▶ [GIVEN TEXT]:
Today's Agenda
Hello, fellow humans! Today…
News
Kids These Days, Amirite?
Some of the oldest known writing in the world, dating to 2000 BCE, complains that kids are becoming weak, and that they’ll never make it “in the real world.” (I might have made up that last part). But it’s worth pointing out that complaints about wayward youth is at least as old as the written word. And yet every generation behaves as if this is a new thing.
Something closer to the truth is that children become healthiest when we help them see and recognize our maladaptive behaviors. As we ramp up the AI machine, we need to help them prepare for a world where AI may be ubiquitous and dangerously persuasive.
So how to promote learning and cognitive development is generating significant discussion, particularly regarding children's critical thinking skills and educational approaches. Psychology Today writes about a new book Kids These Days: Understanding and Supporting Youth Mental Health. While it doesn’t directly address AI as a vector in youth mental health, a strong and resilient sense of self, strong critical thinking skills, and adaptability are all skills that we should be exercising right now.

▶ [RECORD EXTRACTS]:
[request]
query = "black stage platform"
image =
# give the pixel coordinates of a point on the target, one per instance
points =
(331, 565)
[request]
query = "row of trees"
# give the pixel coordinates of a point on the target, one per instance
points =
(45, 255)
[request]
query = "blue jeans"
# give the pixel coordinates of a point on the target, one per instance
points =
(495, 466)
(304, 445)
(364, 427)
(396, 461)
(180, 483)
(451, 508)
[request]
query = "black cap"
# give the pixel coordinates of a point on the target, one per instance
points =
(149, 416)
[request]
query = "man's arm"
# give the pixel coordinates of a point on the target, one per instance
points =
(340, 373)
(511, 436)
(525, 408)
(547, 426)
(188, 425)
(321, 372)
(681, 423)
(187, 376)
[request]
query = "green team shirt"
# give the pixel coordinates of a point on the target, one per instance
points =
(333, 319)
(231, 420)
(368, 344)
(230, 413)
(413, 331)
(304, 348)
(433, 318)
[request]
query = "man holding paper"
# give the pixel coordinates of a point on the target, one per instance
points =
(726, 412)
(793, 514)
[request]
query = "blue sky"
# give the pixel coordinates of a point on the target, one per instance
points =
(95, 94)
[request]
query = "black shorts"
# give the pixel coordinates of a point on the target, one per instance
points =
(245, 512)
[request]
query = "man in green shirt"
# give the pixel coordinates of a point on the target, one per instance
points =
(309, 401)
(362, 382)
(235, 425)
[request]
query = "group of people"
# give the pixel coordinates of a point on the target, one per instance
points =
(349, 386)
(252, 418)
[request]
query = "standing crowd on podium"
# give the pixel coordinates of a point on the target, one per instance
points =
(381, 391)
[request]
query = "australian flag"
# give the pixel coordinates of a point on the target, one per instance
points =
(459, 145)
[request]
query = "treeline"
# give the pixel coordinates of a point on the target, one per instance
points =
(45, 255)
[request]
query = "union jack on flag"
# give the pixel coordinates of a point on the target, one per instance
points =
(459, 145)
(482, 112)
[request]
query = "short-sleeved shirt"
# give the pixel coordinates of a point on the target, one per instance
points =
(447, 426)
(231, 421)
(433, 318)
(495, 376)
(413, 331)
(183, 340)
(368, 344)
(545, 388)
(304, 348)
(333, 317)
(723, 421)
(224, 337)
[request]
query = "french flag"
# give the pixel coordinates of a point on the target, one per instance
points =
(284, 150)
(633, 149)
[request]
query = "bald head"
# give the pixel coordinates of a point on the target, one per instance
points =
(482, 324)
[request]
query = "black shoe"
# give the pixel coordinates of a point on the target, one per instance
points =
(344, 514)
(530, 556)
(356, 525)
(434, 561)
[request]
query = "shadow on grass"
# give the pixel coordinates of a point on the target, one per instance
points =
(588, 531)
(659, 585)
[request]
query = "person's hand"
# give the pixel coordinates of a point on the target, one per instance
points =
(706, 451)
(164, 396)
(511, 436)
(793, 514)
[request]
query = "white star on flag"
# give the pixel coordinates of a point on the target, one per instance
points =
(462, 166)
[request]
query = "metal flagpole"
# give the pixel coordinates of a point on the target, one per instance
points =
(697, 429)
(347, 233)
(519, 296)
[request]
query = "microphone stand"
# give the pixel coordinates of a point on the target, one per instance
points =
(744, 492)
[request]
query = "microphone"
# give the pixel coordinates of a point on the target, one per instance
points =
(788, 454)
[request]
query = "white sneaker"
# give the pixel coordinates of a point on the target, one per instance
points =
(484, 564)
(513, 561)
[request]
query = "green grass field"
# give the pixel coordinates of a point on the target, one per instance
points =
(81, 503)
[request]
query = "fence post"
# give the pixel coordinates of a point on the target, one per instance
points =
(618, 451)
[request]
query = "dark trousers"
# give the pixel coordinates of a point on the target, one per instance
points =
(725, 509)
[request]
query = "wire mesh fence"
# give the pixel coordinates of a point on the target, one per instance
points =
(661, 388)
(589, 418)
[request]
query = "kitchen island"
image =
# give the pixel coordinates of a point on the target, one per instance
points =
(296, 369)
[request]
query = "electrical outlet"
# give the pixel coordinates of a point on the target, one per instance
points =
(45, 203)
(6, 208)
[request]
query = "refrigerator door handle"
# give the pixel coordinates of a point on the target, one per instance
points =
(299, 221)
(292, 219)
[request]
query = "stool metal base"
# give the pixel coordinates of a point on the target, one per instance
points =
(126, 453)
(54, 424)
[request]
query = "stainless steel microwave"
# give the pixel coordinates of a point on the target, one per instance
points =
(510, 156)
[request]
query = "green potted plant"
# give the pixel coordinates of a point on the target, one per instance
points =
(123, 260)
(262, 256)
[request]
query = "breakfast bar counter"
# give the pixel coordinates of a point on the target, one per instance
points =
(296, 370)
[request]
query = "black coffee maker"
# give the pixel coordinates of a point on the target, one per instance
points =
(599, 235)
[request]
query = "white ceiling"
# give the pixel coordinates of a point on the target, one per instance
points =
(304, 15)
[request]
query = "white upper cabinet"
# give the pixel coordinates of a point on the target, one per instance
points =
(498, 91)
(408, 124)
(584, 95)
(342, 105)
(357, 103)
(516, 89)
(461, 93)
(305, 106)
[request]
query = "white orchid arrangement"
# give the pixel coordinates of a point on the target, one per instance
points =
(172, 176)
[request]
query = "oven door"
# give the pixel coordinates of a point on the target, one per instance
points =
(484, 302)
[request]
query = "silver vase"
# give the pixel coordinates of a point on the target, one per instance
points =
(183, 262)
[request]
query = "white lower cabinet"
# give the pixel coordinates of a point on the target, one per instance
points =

▶ [ACTIONS TO TAKE]:
(A) Do these statements agree with the newsletter item about kids and AI? For each, answer yes or no and quote the words of the item that decide it.
(i) The item dates some of the oldest known writing that complains about kids to 2000 BCE.
(ii) The book Kids These Days: Understanding and Supporting Youth Mental Health directly addresses AI as a vector in youth mental health.
(iii) The item says children become healthiest when they are shielded from adults' maladaptive behaviors.
(B) Can you rewrite the newsletter item about kids and AI starting at "Something closer to" and ending at "and dangerously persuasive.", with "ubiquitous" changed to "everywhere"?
(C) What might come next in the newsletter item about kids and AI? Continue it from its last sentence.

▶ [ANSWERS PER TASK]:
(A)
(i) Yes: "Some of the oldest known writing in the world, dating to 2000 BCE, complains that kids are becoming weak"
(ii) No: "While it doesn’t directly address AI as a vector in youth mental health"
(iii) No: "children become healthiest when we help them see and recognize our maladaptive behaviors"

(B)
Something closer to the truth is that children become healthiest when we help them see and recognize our maladaptive behaviors. As we ramp up the AI machine, we need to help them prepare for a world where AI may be everywhere and dangerously persuasive.

(C)
This is good advice for teens, whether they deal with AI or not:
It's time to stop labeling youth and recognize them as the heroes of their own stories. Whether as parents, guardians, therapists, educators, or other role models, we need to build trust and foster relationships while helping the young people in our lives negotiate the adventure of adolescence. Our kids are not broken. What really needs to change is the adults these days.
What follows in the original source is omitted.